To do >> Should any entry hold a picture, omit that picture and copy the rest of the entry exactly.
===== Extracted material =====
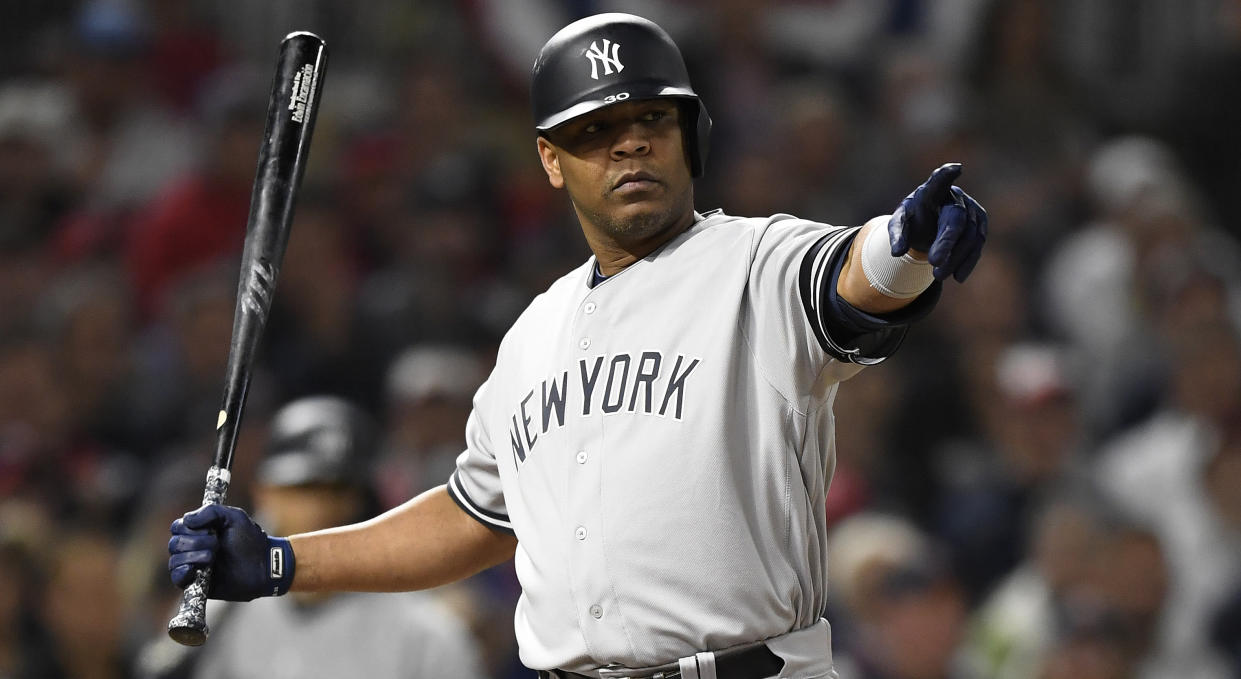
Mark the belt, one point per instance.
(750, 662)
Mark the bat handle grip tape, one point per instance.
(189, 627)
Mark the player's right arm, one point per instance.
(425, 543)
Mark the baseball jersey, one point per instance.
(406, 636)
(662, 445)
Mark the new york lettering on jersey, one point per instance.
(653, 384)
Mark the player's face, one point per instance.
(624, 168)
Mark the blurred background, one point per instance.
(1045, 483)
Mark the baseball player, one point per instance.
(654, 443)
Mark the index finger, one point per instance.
(938, 186)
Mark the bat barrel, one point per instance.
(291, 116)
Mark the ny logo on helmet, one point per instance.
(601, 56)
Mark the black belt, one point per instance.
(753, 662)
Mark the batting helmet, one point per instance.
(319, 440)
(609, 58)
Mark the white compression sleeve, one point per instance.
(897, 277)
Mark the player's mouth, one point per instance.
(633, 183)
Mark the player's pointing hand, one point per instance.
(942, 222)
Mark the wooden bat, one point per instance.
(282, 158)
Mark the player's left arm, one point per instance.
(936, 232)
(861, 289)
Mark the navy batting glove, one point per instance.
(246, 562)
(942, 221)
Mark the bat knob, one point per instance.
(186, 634)
(189, 627)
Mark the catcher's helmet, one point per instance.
(319, 440)
(609, 58)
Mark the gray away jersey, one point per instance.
(662, 445)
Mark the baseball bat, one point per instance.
(282, 157)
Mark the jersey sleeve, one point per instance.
(475, 484)
(797, 323)
(845, 332)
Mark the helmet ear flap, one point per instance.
(700, 139)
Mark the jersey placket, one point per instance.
(590, 582)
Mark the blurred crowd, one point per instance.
(1045, 483)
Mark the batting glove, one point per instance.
(942, 221)
(246, 562)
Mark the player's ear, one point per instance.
(550, 159)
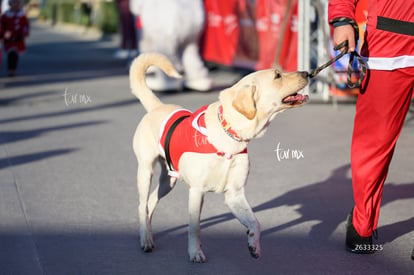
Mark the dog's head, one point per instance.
(258, 97)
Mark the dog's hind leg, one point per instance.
(144, 177)
(166, 184)
(236, 201)
(195, 204)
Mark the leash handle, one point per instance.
(345, 46)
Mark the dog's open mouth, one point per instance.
(295, 99)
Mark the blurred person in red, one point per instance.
(385, 96)
(14, 30)
(128, 47)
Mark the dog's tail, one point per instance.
(137, 77)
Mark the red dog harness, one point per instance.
(184, 131)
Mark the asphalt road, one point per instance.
(68, 198)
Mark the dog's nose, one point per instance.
(304, 74)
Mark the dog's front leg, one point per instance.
(195, 204)
(241, 209)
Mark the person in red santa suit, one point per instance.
(385, 96)
(14, 29)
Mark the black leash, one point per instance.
(353, 55)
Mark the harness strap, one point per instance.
(168, 139)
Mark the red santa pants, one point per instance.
(380, 113)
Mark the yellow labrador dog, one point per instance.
(222, 130)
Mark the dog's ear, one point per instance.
(244, 101)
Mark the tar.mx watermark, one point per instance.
(288, 153)
(76, 98)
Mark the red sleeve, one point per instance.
(26, 26)
(341, 8)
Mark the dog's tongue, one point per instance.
(294, 98)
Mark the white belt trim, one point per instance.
(389, 63)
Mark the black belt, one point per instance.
(168, 139)
(395, 26)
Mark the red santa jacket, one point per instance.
(17, 24)
(190, 135)
(389, 35)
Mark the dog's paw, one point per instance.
(147, 248)
(254, 251)
(197, 257)
(147, 244)
(254, 244)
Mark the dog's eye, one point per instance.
(277, 74)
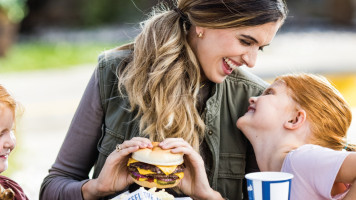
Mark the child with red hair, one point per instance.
(9, 189)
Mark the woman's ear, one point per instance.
(297, 120)
(199, 31)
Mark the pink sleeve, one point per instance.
(319, 166)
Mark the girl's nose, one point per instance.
(252, 100)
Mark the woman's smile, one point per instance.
(229, 65)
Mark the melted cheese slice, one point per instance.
(165, 169)
(145, 171)
(131, 160)
(180, 174)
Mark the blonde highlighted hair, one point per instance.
(327, 111)
(8, 101)
(162, 79)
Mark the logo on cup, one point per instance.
(269, 185)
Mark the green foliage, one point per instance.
(94, 12)
(15, 9)
(40, 55)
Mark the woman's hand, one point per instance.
(114, 176)
(195, 182)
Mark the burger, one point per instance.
(156, 167)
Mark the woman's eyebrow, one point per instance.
(249, 37)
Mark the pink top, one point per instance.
(315, 169)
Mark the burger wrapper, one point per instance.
(142, 194)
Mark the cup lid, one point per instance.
(269, 176)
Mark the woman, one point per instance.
(180, 78)
(299, 125)
(9, 189)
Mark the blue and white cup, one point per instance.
(269, 185)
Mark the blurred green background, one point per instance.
(49, 48)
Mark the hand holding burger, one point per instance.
(156, 167)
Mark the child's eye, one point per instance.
(268, 92)
(245, 43)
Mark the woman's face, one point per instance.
(219, 51)
(7, 137)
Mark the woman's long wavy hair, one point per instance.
(6, 100)
(162, 79)
(327, 111)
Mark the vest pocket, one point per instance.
(109, 140)
(232, 166)
(230, 175)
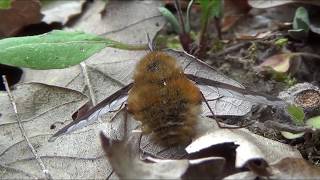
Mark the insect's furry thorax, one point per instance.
(164, 100)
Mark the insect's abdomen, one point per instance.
(167, 110)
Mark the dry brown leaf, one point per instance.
(61, 11)
(21, 13)
(251, 146)
(39, 107)
(273, 3)
(78, 155)
(124, 159)
(278, 62)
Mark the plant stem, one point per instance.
(181, 21)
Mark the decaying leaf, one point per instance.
(60, 11)
(124, 158)
(251, 146)
(278, 62)
(42, 109)
(20, 14)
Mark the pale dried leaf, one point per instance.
(61, 11)
(251, 146)
(126, 163)
(278, 62)
(40, 107)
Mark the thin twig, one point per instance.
(88, 83)
(23, 132)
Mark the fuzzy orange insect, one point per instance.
(164, 100)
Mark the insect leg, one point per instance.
(125, 136)
(118, 108)
(215, 118)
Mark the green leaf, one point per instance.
(314, 122)
(171, 19)
(301, 24)
(209, 9)
(296, 113)
(54, 50)
(289, 135)
(301, 19)
(5, 4)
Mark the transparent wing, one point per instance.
(110, 104)
(225, 99)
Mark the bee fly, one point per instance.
(165, 100)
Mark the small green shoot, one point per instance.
(314, 122)
(296, 113)
(301, 24)
(173, 21)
=====
Finished task >>
Mark the belt, one point per instance.
(750, 662)
Mark the bat handle grip tape, one point per instance.
(189, 627)
Mark the player's right arm, one point per instance.
(425, 543)
Mark the baseball jersey, one point per instance.
(406, 636)
(662, 445)
Mark the new york lettering on jersey, one point per instance.
(653, 384)
Mark the player's face, one point per instance.
(624, 168)
Mark the blurred background, one point per instance.
(1045, 483)
Mark the baseball player, one point per instance.
(654, 443)
Mark the index finger, one point per instance.
(938, 186)
Mark the bat barrel, one point per instance.
(291, 116)
Mark the ny logo on helmet, one point per instance.
(601, 56)
Mark the black belt, one point per instance.
(753, 662)
Mark the batting helmet, one point per instance.
(319, 440)
(609, 58)
Mark the white compression sleeve, one point per instance.
(897, 277)
Mark the player's mouth, one point per instance.
(633, 183)
Mark the player's pointing hand, one point per instance.
(942, 222)
Mark the wooden bat, one point per instance.
(282, 158)
Mark the player's left arm, one point per instance.
(936, 232)
(861, 289)
Mark the navy batting glove, one point per instance.
(246, 562)
(942, 221)
Mark the bat knob, one point per instance.
(186, 634)
(189, 627)
Mark the catcher's helmet, one point per instance.
(319, 440)
(609, 58)
Mark the gray away jersey, one point per instance.
(662, 445)
Mark the baseball bat, one point per instance.
(282, 157)
Mark the jersey sleeve, one point per instance.
(475, 484)
(797, 323)
(845, 332)
Mark the helmet ear flap, one point per instance.
(700, 139)
Mark the jersey placket, one point per instance.
(590, 582)
Mark the blurred crowd, one point per instance.
(1045, 483)
Mark the batting glove, one point per instance.
(942, 221)
(246, 562)
Mark the player's ear, one point per instance.
(550, 159)
Mark the dog's head, one point per instance.
(258, 97)
Mark the dog's hind leg, one point per instance.
(144, 177)
(166, 184)
(236, 201)
(195, 204)
Mark the leash handle, one point per instance.
(345, 46)
Mark the dog's open mouth, one point per instance.
(295, 99)
Mark the blurred person in red, one point per instance.
(385, 96)
(14, 30)
(128, 47)
Mark the dog's tail, one point per instance.
(137, 77)
Mark the red dog harness, one point per instance.
(184, 131)
Mark the asphalt road, one point per instance.
(68, 198)
Mark the dog's nose, one point per instance.
(304, 74)
Mark the dog's front leg, one point per instance.
(195, 204)
(241, 209)
Mark the person in red santa suit, one point per instance.
(385, 96)
(14, 29)
Mark the black leash, one point per instance.
(353, 55)
Mark the harness strap, one point per instance.
(168, 139)
Mark the red santa pants, one point per instance.
(380, 113)
Mark the yellow labrador dog, one point per instance.
(222, 130)
Mark the dog's ear, one point per instance.
(244, 101)
Mark the tar.mx watermark, one point per instance.
(288, 153)
(76, 98)
Mark the red sleeve, one point per instance.
(26, 26)
(341, 8)
Mark the dog's tongue, one point per instance.
(294, 98)
Mark the white belt trim, one point per instance.
(389, 63)
Mark the black belt, one point per instance.
(168, 139)
(395, 26)
Mark the red santa jacket, one point per instance.
(17, 24)
(190, 135)
(389, 35)
Mark the dog's paw, one point per instance.
(147, 248)
(254, 251)
(197, 257)
(147, 244)
(254, 244)
Mark the dog's eye, one point per instance.
(277, 74)
Mark the child with red hair, one point per instance.
(9, 189)
Mark the woman's ear, one point per instance.
(297, 120)
(199, 31)
Mark the pink sleeve, one point per instance.
(319, 166)
Mark the girl's nose, one point per instance.
(252, 100)
Mark the woman's smile, one point per instance.
(229, 65)
Mark the melted cheese slice, one point per instance.
(165, 169)
(145, 171)
(131, 160)
(180, 174)
Mark the blonde highlighted hair, one point per instance.
(327, 111)
(8, 101)
(162, 79)
Mark the logo on cup, one point per instance.
(269, 185)
Mark the green foliage, one point per instance.
(94, 12)
(15, 9)
(40, 55)
Mark the woman's hand, one point per instance.
(114, 176)
(195, 182)
Mark the burger, one point per instance.
(156, 167)
Mark the woman's eyebrow, one point per instance.
(249, 37)
Mark the pink top, one point per instance.
(315, 169)
Mark the burger wrapper, one point per instance.
(142, 194)
Mark the cup lid, one point per instance.
(269, 176)
Mark the woman, one point per instance.
(180, 78)
(299, 125)
(9, 189)
Mark the blue and white cup, one point per instance.
(269, 185)
Mark the blurred green background, one point per instance.
(49, 48)
Mark the hand holding burger, one point per instance.
(156, 167)
Mark the child's eye, one point per instance.
(268, 92)
(245, 43)
Mark the woman's face, one point per instance.
(219, 51)
(7, 137)
Mark the woman's long wavy hair, one point per instance.
(6, 100)
(162, 79)
(327, 111)
Mark the vest pocket, one point per instance.
(109, 140)
(232, 166)
(230, 175)
Mark the insect's furry thorax, one point per instance.
(164, 100)
Mark the insect's abdomen, one point per instance.
(167, 110)
Mark the dry brown leaf, one point per instance.
(61, 11)
(21, 13)
(251, 146)
(39, 107)
(273, 3)
(78, 155)
(124, 159)
(278, 62)
Mark the plant stem, one point per instance.
(181, 21)
Mark the decaying leaf, one point per instance.
(60, 11)
(124, 158)
(251, 146)
(278, 62)
(42, 109)
(20, 14)
Mark the pale dried leaf, one point per instance.
(61, 11)
(251, 146)
(126, 163)
(278, 62)
(40, 107)
Mark the thin twig, one point per instance.
(88, 83)
(23, 132)
Mark the fuzzy orange insect, one point per instance.
(164, 100)
Mark the insect leg, one point per instance.
(125, 136)
(118, 108)
(215, 118)
Mark the green leaf, one point per instance.
(314, 122)
(171, 19)
(301, 24)
(209, 9)
(296, 113)
(54, 50)
(289, 135)
(301, 19)
(5, 4)
Mark the transparent wing, one point per instance.
(110, 104)
(225, 99)
Mark the bee fly, one point per instance.
(165, 100)
Mark the small green shoot, one point per instance.
(314, 122)
(296, 113)
(301, 24)
(173, 21)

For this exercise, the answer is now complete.